• _TASK TO COMPLETE_:
Which lines in the rows below contain the string "positive"? Copy each of them in full.

• _TASK DATA_:
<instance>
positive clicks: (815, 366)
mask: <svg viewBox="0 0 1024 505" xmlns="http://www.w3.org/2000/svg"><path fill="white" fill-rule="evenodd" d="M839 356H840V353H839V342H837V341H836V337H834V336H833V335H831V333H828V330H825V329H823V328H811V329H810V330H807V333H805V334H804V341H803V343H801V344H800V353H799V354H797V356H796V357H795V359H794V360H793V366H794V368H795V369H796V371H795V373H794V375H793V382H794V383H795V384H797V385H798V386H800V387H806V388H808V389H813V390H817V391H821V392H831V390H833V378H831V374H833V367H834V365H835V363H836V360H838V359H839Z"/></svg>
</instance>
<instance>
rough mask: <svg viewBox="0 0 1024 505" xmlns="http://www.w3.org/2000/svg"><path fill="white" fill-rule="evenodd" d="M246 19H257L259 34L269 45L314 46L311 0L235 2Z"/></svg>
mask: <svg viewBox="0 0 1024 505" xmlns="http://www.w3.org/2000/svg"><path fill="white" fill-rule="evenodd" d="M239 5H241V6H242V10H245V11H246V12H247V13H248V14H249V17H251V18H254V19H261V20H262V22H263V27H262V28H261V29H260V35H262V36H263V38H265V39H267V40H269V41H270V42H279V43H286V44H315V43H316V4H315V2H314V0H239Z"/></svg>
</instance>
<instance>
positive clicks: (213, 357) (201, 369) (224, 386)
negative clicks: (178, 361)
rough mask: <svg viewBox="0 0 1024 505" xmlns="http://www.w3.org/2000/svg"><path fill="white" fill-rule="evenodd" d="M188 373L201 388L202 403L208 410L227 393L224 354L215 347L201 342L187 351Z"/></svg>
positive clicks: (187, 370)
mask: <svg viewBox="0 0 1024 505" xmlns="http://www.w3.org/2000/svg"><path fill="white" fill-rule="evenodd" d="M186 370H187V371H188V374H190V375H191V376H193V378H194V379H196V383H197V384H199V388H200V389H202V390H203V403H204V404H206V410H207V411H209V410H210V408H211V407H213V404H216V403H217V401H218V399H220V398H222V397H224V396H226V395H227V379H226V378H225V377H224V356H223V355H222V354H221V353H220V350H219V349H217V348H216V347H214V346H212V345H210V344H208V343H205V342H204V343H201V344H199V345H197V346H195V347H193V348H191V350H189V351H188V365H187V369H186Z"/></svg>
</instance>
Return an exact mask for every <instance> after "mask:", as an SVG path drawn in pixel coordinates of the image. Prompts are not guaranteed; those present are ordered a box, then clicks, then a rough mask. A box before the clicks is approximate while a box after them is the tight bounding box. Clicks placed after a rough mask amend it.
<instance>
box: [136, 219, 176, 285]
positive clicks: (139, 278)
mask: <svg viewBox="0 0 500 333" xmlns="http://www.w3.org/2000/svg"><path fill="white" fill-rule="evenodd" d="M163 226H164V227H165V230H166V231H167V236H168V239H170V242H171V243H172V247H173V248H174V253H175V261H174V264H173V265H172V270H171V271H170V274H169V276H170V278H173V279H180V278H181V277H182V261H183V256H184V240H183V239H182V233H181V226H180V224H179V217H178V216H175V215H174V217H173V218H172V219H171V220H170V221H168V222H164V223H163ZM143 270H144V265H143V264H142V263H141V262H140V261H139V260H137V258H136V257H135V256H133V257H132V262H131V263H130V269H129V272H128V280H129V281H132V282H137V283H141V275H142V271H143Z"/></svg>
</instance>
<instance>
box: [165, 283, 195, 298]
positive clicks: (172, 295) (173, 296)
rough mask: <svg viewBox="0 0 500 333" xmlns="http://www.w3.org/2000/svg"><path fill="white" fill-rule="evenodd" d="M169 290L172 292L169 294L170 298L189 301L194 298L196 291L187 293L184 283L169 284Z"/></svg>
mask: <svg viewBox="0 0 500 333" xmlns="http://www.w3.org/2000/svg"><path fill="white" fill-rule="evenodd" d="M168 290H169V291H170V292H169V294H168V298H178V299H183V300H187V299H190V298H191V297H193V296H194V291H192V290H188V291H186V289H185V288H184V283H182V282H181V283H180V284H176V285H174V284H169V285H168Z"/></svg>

• _EXERCISE RESULT_:
positive clicks: (815, 366)
positive clicks: (213, 357) (201, 369) (224, 386)
positive clicks: (187, 370)
positive clicks: (139, 278)
positive clicks: (172, 295) (173, 296)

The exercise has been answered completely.